_WRITTEN REQUEST_
Render the lines of the data below as a numbered list, from the line with "Can you find the white sky?" through the final line of the data, both included, and omit any blank lines.

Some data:
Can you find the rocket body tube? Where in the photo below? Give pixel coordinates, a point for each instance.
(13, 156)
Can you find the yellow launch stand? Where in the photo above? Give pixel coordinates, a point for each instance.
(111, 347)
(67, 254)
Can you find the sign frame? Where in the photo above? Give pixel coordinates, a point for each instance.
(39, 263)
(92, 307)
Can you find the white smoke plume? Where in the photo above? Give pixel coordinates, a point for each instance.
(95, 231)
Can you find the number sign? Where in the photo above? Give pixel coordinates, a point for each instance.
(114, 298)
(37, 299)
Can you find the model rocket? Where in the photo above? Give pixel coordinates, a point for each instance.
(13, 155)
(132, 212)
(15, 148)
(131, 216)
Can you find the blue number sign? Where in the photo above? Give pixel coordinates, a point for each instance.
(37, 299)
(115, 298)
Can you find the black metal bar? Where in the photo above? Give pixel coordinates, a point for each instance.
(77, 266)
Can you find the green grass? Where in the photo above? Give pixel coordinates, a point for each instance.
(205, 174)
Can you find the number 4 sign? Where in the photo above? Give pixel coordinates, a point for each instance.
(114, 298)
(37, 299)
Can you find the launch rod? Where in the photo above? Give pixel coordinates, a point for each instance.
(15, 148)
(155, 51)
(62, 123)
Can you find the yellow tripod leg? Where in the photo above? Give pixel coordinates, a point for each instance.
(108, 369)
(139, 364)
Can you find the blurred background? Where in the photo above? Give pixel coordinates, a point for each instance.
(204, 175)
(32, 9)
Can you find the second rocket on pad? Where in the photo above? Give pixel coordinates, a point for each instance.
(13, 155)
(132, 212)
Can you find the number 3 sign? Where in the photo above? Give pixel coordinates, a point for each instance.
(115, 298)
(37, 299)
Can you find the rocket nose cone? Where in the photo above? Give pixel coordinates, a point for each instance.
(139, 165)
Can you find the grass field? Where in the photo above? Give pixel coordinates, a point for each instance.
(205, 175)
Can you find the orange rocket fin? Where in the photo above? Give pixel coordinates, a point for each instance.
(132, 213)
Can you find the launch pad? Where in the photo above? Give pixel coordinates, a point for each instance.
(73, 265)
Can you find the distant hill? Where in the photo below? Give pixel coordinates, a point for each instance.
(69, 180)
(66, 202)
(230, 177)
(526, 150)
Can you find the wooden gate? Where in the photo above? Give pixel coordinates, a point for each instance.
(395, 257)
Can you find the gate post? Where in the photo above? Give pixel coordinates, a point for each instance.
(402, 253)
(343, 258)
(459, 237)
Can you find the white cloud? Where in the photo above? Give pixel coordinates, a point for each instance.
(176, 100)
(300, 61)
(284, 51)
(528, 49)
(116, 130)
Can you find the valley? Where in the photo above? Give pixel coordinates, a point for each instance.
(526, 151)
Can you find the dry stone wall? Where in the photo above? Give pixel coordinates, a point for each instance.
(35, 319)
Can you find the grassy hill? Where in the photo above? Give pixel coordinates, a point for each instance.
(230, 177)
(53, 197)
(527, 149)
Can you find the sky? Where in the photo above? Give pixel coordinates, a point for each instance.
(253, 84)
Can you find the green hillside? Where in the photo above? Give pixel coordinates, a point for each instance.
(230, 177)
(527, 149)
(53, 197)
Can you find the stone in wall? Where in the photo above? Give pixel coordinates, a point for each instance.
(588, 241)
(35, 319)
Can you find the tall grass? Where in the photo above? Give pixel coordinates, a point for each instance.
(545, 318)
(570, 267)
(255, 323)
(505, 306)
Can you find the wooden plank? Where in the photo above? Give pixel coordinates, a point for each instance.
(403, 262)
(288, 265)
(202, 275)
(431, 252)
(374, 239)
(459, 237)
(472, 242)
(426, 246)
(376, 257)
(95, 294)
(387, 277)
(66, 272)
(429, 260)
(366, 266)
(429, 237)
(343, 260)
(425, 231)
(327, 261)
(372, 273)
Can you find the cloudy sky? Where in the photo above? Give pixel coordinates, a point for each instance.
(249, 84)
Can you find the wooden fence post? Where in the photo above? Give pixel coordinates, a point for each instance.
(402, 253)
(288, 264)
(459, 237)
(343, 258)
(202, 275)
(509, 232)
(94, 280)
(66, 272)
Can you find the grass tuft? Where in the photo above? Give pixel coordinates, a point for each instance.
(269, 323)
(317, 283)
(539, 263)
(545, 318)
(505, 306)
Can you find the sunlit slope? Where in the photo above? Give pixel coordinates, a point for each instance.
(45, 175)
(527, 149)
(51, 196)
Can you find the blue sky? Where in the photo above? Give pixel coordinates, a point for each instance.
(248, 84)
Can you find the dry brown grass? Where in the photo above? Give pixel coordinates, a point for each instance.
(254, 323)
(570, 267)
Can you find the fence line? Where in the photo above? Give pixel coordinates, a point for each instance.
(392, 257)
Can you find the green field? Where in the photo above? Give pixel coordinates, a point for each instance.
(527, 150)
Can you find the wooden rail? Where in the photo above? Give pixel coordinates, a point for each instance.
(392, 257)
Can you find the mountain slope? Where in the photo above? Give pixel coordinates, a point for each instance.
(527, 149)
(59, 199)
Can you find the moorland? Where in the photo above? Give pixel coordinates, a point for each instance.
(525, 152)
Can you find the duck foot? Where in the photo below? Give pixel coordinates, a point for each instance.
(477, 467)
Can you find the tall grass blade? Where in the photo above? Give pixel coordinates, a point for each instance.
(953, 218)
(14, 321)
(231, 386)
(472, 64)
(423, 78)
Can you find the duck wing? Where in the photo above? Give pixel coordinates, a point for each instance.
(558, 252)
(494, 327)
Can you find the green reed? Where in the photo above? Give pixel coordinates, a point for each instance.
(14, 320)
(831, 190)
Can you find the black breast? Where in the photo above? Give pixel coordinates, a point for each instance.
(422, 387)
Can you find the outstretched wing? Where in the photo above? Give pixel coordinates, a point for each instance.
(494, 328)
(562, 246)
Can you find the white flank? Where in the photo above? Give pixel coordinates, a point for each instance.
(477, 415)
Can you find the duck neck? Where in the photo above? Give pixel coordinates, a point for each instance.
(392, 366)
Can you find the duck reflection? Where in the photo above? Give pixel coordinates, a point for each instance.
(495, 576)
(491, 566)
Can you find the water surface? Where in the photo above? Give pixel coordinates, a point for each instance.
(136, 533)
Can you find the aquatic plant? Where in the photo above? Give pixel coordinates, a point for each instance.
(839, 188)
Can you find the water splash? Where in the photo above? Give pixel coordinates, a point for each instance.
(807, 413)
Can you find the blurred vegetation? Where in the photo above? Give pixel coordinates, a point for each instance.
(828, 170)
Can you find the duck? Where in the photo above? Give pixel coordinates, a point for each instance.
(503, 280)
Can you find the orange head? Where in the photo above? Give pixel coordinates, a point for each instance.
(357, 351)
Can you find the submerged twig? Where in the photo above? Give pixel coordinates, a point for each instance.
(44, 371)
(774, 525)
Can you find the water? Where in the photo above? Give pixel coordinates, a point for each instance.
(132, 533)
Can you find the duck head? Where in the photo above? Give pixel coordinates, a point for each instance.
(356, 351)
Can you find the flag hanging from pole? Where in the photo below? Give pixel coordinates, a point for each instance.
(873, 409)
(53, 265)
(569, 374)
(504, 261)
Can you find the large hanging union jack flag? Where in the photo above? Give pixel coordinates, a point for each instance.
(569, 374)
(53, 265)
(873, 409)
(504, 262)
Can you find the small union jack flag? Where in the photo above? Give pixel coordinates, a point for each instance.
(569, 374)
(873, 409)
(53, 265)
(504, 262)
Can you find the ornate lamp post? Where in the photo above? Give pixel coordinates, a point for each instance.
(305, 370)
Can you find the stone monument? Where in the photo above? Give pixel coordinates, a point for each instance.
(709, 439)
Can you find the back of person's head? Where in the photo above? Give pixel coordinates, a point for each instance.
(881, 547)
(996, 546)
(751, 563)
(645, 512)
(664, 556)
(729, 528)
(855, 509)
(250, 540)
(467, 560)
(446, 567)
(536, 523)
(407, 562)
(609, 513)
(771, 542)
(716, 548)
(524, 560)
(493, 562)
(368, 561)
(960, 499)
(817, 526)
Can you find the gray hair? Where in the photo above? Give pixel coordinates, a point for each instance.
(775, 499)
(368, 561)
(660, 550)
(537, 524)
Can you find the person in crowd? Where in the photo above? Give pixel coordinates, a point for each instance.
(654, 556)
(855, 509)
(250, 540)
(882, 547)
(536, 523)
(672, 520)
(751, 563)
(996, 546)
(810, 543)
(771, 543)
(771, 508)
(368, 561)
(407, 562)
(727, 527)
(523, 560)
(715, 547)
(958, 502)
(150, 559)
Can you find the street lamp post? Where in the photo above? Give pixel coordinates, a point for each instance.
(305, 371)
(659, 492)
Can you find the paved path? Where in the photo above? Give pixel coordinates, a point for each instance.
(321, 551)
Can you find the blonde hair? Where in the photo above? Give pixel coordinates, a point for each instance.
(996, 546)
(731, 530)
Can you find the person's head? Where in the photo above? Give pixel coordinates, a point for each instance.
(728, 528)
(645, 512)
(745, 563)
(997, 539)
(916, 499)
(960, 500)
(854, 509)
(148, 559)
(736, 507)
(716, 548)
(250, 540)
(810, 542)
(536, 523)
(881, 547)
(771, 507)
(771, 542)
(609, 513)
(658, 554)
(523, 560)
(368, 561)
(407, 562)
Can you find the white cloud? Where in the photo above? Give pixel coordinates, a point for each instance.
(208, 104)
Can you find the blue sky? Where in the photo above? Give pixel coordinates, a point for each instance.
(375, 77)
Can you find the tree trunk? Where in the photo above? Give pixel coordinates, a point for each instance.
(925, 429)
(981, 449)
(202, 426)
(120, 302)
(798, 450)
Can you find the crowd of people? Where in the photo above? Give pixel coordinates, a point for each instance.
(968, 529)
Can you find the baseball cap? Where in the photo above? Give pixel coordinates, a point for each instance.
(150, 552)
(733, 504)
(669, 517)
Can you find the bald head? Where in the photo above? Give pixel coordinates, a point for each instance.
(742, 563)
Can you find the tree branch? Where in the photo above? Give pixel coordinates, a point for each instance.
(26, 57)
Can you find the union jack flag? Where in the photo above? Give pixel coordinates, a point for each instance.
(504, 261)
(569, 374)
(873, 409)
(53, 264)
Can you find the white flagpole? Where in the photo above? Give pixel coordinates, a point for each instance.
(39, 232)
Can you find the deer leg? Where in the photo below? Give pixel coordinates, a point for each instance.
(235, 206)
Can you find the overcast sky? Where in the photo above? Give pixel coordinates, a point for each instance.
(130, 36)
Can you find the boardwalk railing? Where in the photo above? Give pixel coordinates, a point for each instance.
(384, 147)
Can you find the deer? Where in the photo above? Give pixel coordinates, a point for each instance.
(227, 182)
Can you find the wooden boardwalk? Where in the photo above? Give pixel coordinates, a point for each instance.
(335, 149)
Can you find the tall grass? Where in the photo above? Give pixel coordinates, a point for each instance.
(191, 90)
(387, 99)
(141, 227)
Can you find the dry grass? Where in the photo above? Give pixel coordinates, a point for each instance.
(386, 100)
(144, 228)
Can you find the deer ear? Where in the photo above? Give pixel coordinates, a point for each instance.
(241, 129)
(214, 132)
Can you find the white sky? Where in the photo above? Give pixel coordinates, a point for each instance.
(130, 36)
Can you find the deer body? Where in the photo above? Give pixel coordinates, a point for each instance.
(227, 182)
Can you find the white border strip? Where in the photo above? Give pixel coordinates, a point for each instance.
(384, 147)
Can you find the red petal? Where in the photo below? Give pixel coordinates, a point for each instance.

_ANSWER FOR THE TASK_
1. Can you find the white sky? Where in the photo above? Give pixel coordinates, a point for each instance.
2. (130, 36)
3. Can you find the deer body? Where in the photo above? Give pixel coordinates, a point for each instance.
4. (227, 182)
5. Can you find the white border strip? Where in the photo above? Give pixel coordinates, a point for each instance.
6. (384, 147)
7. Can you find the red petal? Where in the photo below? Give pixel coordinates, a point for each instance.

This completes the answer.